_Source text_:

━━━━━━━━

I need to monitor my servers; what do I need to consider when deciding on a monitoring solution?

There are a lot of monitoring solutions out there. Everyone has their preference and each business has its own needs, so there is no correct answer. However, I can help you figure out what you might want to look for in choosing a monitoring solution.

What are Monitoring Systems For?

In general monitoring systems serve two primary purposes. The first is to collect and store data over time. For example, you might want to collect CPU utilization and graph it over time. The second purpose is to alert when things are either not responding or are not within certain thresholds. For example, you might want alerts if a certain server can't be reached by pings or if CPU utilization is above a certain percentage. There are also log monitoring systems such as Splunk but I am treating those as separate for this.

These two primary roles sometimes come in a single product, other times and more common is to have a product dedicated to each purpose.

What are the primary Components and Features in Monitoring Systems?

Pollers:
All monitoring systems need some sort of poller to collect the data. Not all data is collected in the same way. You should look at your environment and decide what data you need and how it might be collected. Then make sure the monitoring system you choose supports what you need. Some common methods include:

SNMP (Simple Network Management Protocol)
WMI (Windows Management Instrumentation)
Running Scripts (For example, running a script on the machine that is being monitored or running a script from the monitoring box itself which uses its own polling method). These can include things like Bash Scripts, Perl Scripts, executable, and Powershell Scripts
Agent Based Monitoring. With these a process runs on each client and collects that data. This data is either pushed to the monitoring server or the monitoring server polls the agent. Some admins are okay with Agents, others don't like them as it can leave a larger footprint on the server being monitored.
Focused APIs (i.e. VMWare API or the ability to run SQL queries)

If you have mostly one OS in your environment or a primary OS, certain systems might have more options that others.

━━━━━━━━

_Record excerpts_:
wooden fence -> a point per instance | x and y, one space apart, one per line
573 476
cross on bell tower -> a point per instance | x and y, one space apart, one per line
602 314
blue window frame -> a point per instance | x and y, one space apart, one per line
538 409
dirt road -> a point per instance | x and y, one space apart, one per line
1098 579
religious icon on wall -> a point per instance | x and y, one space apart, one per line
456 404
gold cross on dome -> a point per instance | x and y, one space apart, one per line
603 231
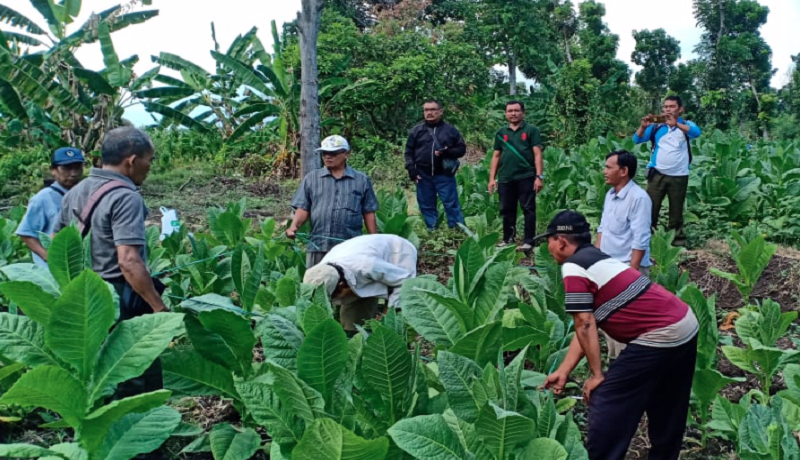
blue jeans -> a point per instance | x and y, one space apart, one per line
445 187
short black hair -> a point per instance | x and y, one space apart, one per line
626 159
124 142
433 101
521 105
675 99
578 239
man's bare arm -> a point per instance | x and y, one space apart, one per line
135 272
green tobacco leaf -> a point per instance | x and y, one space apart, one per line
26 451
386 367
426 315
266 409
323 357
80 322
65 256
428 437
482 344
98 423
33 273
31 298
188 374
298 398
235 332
503 431
229 443
327 440
461 377
131 349
50 388
544 449
137 434
281 340
22 339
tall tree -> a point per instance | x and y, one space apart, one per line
308 21
736 59
656 52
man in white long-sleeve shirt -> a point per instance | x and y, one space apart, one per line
360 271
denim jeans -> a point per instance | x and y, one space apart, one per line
445 187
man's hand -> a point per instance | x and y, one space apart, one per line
556 382
590 385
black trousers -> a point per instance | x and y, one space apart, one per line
132 305
655 381
511 193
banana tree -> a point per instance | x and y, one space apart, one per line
44 85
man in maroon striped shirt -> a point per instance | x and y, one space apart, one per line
653 375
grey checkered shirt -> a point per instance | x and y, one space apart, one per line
337 206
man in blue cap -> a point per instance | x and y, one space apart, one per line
66 166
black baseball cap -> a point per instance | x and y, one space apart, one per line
565 223
66 156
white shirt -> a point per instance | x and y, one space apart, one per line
625 224
373 263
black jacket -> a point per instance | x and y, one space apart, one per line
420 147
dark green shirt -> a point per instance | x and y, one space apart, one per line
524 139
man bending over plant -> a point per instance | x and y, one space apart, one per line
360 272
652 375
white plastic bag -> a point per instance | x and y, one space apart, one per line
169 222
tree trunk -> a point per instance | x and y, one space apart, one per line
308 22
512 75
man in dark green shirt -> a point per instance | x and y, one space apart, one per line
517 173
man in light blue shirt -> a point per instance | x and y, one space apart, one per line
66 166
624 231
668 170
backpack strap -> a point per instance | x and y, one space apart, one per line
85 219
653 141
57 190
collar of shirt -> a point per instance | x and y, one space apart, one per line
520 127
58 186
111 175
622 193
348 171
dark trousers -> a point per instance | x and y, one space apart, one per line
511 193
655 381
674 188
445 187
132 305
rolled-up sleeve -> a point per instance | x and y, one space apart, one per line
645 137
640 222
694 130
370 203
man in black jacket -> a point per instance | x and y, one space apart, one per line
432 154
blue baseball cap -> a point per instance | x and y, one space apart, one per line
66 156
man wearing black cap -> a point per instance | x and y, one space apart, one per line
652 375
66 166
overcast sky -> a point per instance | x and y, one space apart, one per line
183 27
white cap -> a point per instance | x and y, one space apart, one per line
334 143
322 275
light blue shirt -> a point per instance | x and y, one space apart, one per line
625 224
671 155
42 214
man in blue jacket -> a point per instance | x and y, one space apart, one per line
668 170
432 152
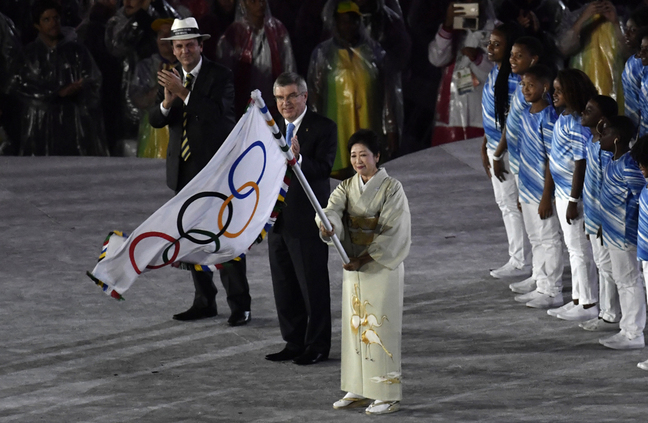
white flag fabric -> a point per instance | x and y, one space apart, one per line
215 218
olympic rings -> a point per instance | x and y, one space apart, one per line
212 237
174 242
228 202
230 177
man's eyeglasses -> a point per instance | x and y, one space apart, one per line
291 97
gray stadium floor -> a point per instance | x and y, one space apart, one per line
69 353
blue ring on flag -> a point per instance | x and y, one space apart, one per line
230 178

━━━━━━━━

_Set task_: In the text on choosing a server monitoring solution, why do some admins dislike agent-based monitoring?

_Solution to the problem_: Agents can leave a larger footprint on the server being monitored.